### [DIRECTIVE]
Copy out all the lines exactly. Omit pictures.

Object pointing dataset rows
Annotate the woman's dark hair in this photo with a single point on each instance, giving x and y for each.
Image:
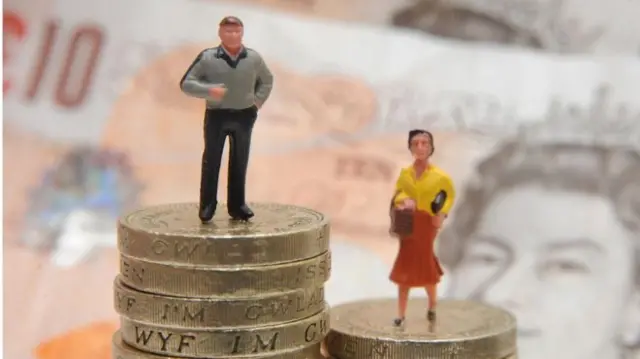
(416, 132)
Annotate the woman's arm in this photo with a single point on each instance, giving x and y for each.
(400, 193)
(449, 189)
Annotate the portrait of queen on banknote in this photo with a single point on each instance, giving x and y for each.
(550, 230)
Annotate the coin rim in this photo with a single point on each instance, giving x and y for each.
(320, 230)
(163, 290)
(229, 331)
(398, 346)
(120, 286)
(119, 347)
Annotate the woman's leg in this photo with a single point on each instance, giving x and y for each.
(432, 295)
(403, 298)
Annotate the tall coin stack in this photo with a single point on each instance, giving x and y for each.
(462, 330)
(226, 289)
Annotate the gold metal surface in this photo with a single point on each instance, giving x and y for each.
(463, 330)
(225, 342)
(239, 281)
(217, 311)
(173, 233)
(123, 351)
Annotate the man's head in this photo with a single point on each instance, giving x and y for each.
(231, 31)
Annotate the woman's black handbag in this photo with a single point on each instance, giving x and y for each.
(401, 219)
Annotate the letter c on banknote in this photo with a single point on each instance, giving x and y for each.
(310, 332)
(159, 246)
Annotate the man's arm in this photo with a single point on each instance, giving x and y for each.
(264, 83)
(193, 83)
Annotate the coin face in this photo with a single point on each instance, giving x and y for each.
(463, 330)
(191, 281)
(121, 350)
(173, 233)
(214, 312)
(225, 342)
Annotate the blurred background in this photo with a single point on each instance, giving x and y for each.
(533, 103)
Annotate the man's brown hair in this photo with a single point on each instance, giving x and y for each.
(231, 20)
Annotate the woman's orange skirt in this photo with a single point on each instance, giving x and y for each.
(416, 264)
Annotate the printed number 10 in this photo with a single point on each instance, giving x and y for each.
(88, 38)
(75, 76)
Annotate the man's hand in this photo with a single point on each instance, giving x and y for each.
(407, 204)
(217, 93)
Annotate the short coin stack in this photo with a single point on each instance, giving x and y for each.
(225, 289)
(462, 330)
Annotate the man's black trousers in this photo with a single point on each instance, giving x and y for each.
(237, 125)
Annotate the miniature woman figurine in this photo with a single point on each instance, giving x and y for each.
(424, 194)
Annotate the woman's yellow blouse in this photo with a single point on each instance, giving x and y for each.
(424, 189)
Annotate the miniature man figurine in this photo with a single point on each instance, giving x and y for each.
(424, 194)
(235, 82)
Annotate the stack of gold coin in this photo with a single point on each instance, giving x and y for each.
(462, 330)
(225, 289)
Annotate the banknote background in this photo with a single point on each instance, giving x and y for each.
(99, 127)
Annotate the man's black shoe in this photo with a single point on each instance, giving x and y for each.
(207, 212)
(242, 213)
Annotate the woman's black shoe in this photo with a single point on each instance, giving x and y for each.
(431, 315)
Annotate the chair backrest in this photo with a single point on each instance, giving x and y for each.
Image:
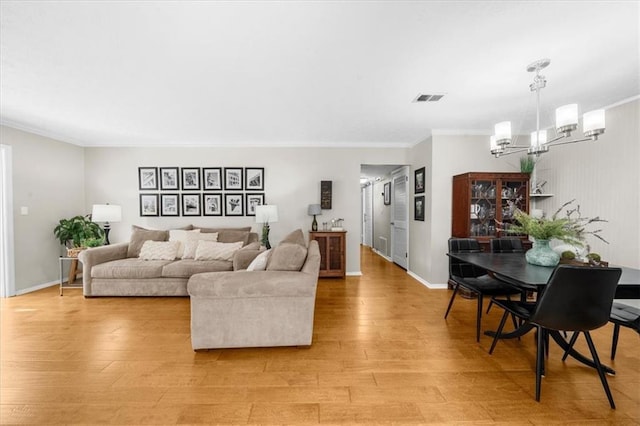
(463, 269)
(577, 298)
(507, 245)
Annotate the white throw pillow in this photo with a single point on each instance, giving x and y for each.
(159, 250)
(180, 235)
(191, 245)
(211, 250)
(260, 262)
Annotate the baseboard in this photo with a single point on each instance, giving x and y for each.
(426, 283)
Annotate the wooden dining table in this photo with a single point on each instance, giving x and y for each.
(514, 269)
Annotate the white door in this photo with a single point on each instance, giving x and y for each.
(400, 218)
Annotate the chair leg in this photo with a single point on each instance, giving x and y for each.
(498, 332)
(614, 342)
(596, 361)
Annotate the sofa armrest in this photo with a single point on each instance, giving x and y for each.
(97, 255)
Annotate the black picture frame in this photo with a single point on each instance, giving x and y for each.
(170, 204)
(212, 204)
(418, 208)
(386, 194)
(233, 205)
(233, 178)
(169, 179)
(191, 205)
(190, 178)
(254, 178)
(419, 181)
(147, 178)
(251, 201)
(212, 178)
(149, 205)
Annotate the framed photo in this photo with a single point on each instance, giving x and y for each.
(212, 178)
(190, 204)
(254, 178)
(252, 201)
(212, 204)
(191, 178)
(169, 178)
(387, 193)
(169, 204)
(418, 208)
(233, 205)
(419, 181)
(148, 204)
(147, 178)
(233, 178)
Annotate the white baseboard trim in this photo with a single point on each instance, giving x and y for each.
(426, 283)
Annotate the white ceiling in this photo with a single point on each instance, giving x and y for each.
(304, 73)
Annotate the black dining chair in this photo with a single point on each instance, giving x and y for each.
(576, 298)
(473, 278)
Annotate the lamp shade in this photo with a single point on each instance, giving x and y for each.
(106, 213)
(314, 209)
(266, 214)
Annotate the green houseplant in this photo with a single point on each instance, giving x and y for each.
(78, 231)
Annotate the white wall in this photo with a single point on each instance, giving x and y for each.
(292, 182)
(48, 179)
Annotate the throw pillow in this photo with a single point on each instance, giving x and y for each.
(191, 245)
(180, 235)
(260, 262)
(212, 250)
(287, 257)
(159, 250)
(139, 235)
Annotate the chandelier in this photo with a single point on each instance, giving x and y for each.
(566, 122)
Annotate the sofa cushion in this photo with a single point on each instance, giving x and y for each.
(185, 268)
(159, 250)
(287, 257)
(131, 268)
(140, 235)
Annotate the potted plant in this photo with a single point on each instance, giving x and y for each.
(570, 229)
(77, 231)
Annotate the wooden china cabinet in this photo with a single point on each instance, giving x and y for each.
(481, 201)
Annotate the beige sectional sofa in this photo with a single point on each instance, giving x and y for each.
(118, 270)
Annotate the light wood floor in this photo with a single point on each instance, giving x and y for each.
(382, 353)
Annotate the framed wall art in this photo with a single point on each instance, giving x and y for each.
(190, 204)
(212, 178)
(233, 205)
(233, 178)
(169, 205)
(190, 178)
(254, 178)
(252, 201)
(212, 204)
(148, 204)
(147, 178)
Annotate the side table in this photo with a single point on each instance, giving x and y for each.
(73, 270)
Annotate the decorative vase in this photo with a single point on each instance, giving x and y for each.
(541, 254)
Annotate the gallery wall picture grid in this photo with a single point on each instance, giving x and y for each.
(190, 178)
(169, 205)
(148, 204)
(190, 204)
(233, 205)
(212, 178)
(147, 178)
(419, 181)
(212, 204)
(233, 178)
(254, 178)
(169, 179)
(253, 201)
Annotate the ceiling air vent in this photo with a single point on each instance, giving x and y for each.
(428, 98)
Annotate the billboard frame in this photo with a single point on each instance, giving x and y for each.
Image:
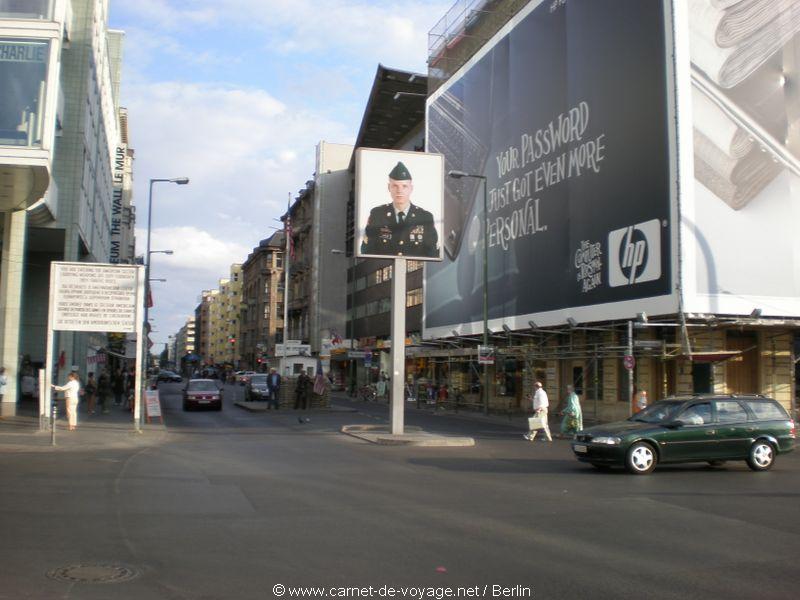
(663, 304)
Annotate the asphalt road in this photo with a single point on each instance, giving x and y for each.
(234, 503)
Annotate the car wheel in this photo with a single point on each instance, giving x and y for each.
(641, 459)
(762, 456)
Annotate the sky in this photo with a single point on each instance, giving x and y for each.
(235, 95)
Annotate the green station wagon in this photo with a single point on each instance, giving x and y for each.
(705, 428)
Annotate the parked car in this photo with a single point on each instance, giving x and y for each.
(245, 377)
(202, 393)
(705, 428)
(256, 388)
(169, 376)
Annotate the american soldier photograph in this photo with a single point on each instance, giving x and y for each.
(394, 220)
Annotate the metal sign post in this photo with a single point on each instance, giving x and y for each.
(94, 297)
(398, 345)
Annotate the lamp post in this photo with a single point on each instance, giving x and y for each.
(460, 175)
(349, 324)
(145, 325)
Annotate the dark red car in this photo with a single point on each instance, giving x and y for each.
(202, 393)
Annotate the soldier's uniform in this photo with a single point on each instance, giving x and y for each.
(415, 236)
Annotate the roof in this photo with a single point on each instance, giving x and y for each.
(387, 121)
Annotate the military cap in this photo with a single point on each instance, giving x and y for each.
(399, 173)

### [ANSWER TO THE TASK]
Annotate the woman's dark hair in this photo with a single point on each instance, giving x and y for each.
Image:
(416, 132)
Annotate the woman's arm in this photo with a single point on each instance, giving x and y for each.
(400, 193)
(449, 189)
Annotate the portrait of queen on banknote in this photo with a single point on each instance, giving x and y for each.
(550, 230)
Annotate the coin rim in this photo with a single point on each instance, giving x and y for each.
(320, 230)
(163, 290)
(229, 331)
(398, 346)
(120, 286)
(119, 347)
Annotate the woman's leg in this photo with a single point on each instance, giving x and y for each.
(432, 295)
(403, 298)
Annotate the tall coin stack in this photo with a single point on each instance, giving x and y for each.
(462, 330)
(226, 289)
Annotate the gold metal surface in this photo with a single point on each instance, giving x and y for each.
(463, 330)
(225, 342)
(239, 281)
(217, 311)
(173, 233)
(123, 351)
Annotate the man's head in this photo with a single point on each instance, giving x and y for each.
(231, 31)
Annotate the woman's black handbag in this photo with a single point on each instance, giving x and y for each.
(401, 219)
Annotate the letter c on banknote in this photo with a single point on each instance, giving x and y for each.
(310, 332)
(159, 246)
Annotate the man's arm in this photo with a single point on each instance, giving x and y for each.
(264, 83)
(193, 83)
Annotate the coin face in this photo with a single point on each instance, giving x and y for each.
(463, 330)
(191, 281)
(121, 350)
(173, 233)
(214, 312)
(225, 342)
Annotate the blurred background in this photo with a single point on each instance, giving x and y for each.
(533, 103)
Annotate the man's brown hair in this photo with a single point on each instance, giving x and y for each.
(231, 20)
Annotate the woman's orange skirt in this photo with a single point on each instance, giving x and y for each.
(416, 264)
Annotate the printed number 10 in this photo with a single point on each instance, giving x and y for each.
(88, 38)
(75, 76)
Annotate the man's hand in this photo with a single point on each instance, giving x and y for each.
(407, 204)
(217, 93)
Annotate the short coin stack in this photo with a single point on each instance, giving x and y for each.
(225, 289)
(462, 330)
Annotate the man's black trousers in this photo with a single point on each instance, giving x and y for each.
(237, 125)
Annotate the miniature woman figurine in this photo with a single point on each instance, giving x and y for each.
(424, 194)
Annotate the woman's yellow blouse in this photo with a single point on each instance, giving x and y for each.
(424, 189)
Annotate the miniature man figurine in this photo with a single point on each instance, giving x and y for each.
(424, 194)
(235, 82)
Annotate the stack of gold coin in this photo with a single point on each instance, giving x and y for each.
(462, 330)
(225, 289)
Annotate the banknote background in this photo with a single point on each instance, giving x and y for each.
(99, 127)
Annotate the man's black shoe in this photo with a single point on each instance, giving x and y for each.
(207, 212)
(242, 213)
Annotate the woman's black shoe in this photo with a single point on each instance, giving x and y for each.
(431, 315)
Annotate the chair backrest in this photo with a single point on each instance, giving x and y for each.
Image:
(463, 269)
(577, 298)
(507, 245)
Annotate the white throw pillow in this photo with a single point on each instance, giving x and y for each.
(159, 250)
(180, 235)
(191, 245)
(211, 250)
(260, 262)
Annotate the baseboard in this photo with a single point on each instance, giving x and y for each.
(426, 283)
Annotate the wooden dining table in this photo with a single point on each instance, giving x and y for each.
(514, 269)
Annotate the white door in this photo with a single point on each instance, giving x and y for each.
(400, 218)
Annotate the chair leg in this photo with a single point on each instance, giving x and y for each.
(498, 332)
(614, 342)
(596, 361)
Annotate the sofa armrest in this photo with a single point on each instance, giving x and y for each.
(97, 255)
Annotate the black picture frame in this photo with a single point on each instance, giving x and y for each.
(170, 204)
(212, 204)
(418, 208)
(386, 194)
(233, 205)
(233, 178)
(169, 179)
(191, 205)
(190, 178)
(254, 178)
(419, 181)
(147, 178)
(251, 201)
(212, 178)
(149, 205)
Annotate the framed photo in this photo with a single point on each instance, giving x and y for each.
(212, 178)
(190, 204)
(254, 178)
(252, 201)
(212, 204)
(191, 178)
(169, 178)
(387, 193)
(169, 204)
(418, 208)
(233, 205)
(419, 181)
(148, 204)
(147, 178)
(233, 178)
Annotate the white baseboard trim in this photo with a single point on each instance, giving x and y for each.
(426, 283)
Annotate the white ceiling in this photo with a single point on each instance, giving x and y for each.
(304, 73)
Annotate the black dining chair in this photo with a single point on each instance, giving x and y for each.
(576, 298)
(473, 278)
Annotate the lamp shade in this photo with a single point on each instance, giving x and y for each.
(106, 213)
(314, 209)
(266, 214)
Annotate the green houseplant in this photo with a single point on each instance, giving x and y for each.
(78, 231)
Annotate the white wall in this photo with a single point on each instance, giving x and y for each.
(292, 182)
(48, 179)
Annotate the throw pillow in this photo with a single point on each instance, giving x and y for each.
(191, 245)
(180, 235)
(260, 262)
(212, 250)
(287, 257)
(159, 250)
(139, 235)
Annotate the chandelier in this photo with a single point on each instance, giving x and y for each.
(566, 122)
Annotate the sofa cushion in this photo with a single point on each instance, giving x and y for each.
(185, 268)
(159, 250)
(287, 257)
(131, 268)
(140, 235)
Annotate the potted plant in this photo with a single point on each instance, giving x and y for each.
(570, 229)
(77, 231)
Annotate the wooden china cabinet in this photo with a single point on each instance, giving x and y for each.
(481, 201)
Annotate the beige sectional sofa in this photo with a single point on each instance, giving x and y for each.
(118, 270)
Annotate the light wood floor in this photo with a single point on each instance, giving x and y for each.
(382, 353)
Annotate the framed wall art in this photo with a single point on each instance, giving x and y for each.
(190, 204)
(212, 178)
(233, 205)
(233, 178)
(169, 205)
(190, 178)
(254, 178)
(252, 201)
(212, 204)
(148, 204)
(147, 178)
Annotate the side table in this photo with a single point on each instance, giving x and y for each.
(73, 270)
Annotate the decorative vase in this photo with a single point on each instance, giving x and y for each.
(541, 254)
Annotate the gallery wall picture grid in this photo with a single point on each instance, giving x and y for each.
(190, 178)
(169, 205)
(148, 204)
(190, 204)
(233, 205)
(212, 178)
(147, 178)
(419, 181)
(212, 204)
(233, 178)
(254, 178)
(169, 179)
(253, 201)
Annotate the ceiling air vent in this photo with a single point on each instance, giving x and y for each.
(428, 98)
Annotate the billboard frame in this photo with a single point on each instance, giving x and y for each.
Image:
(663, 304)
Annotate the asphalt road in this photo with a single point on each instance, giving x and y for each.
(234, 503)
Annotate the car wheel in this photo with a single point on each instance, giving x and y for each.
(641, 459)
(762, 456)
Annotate the sky in this photo with a single point on each instance, giving x and y for each.
(235, 95)
Annotate the green station wagon in this photo with a single point on each instance, giving x and y for each.
(705, 428)
Annotate the parked car in this photo with a single point on each instance, giving x and y for each.
(245, 377)
(202, 393)
(705, 428)
(256, 388)
(169, 376)
Annotate the american soldier photograph in this photo with a single point on each instance, giving x and y for each.
(394, 220)
Annotate the metal sign post in this photo with a single point on each instance, giving x and y for each.
(94, 297)
(398, 345)
Annotate the lamp post in this photo with a single point on each instance, giving x and y for each.
(460, 175)
(349, 324)
(145, 325)
Annotate the dark red car in this photo with a single point on each instance, giving x and y for each.
(202, 393)
Annotate the soldier's uniform in this photo with a single point on each instance, giving x and y for each.
(415, 236)
Annotate the roof in this photo with a single point on each instance, giving x and y for each.
(387, 121)
Annotate the military cap in this photo with a single point on each instance, giving x and y for each.
(399, 173)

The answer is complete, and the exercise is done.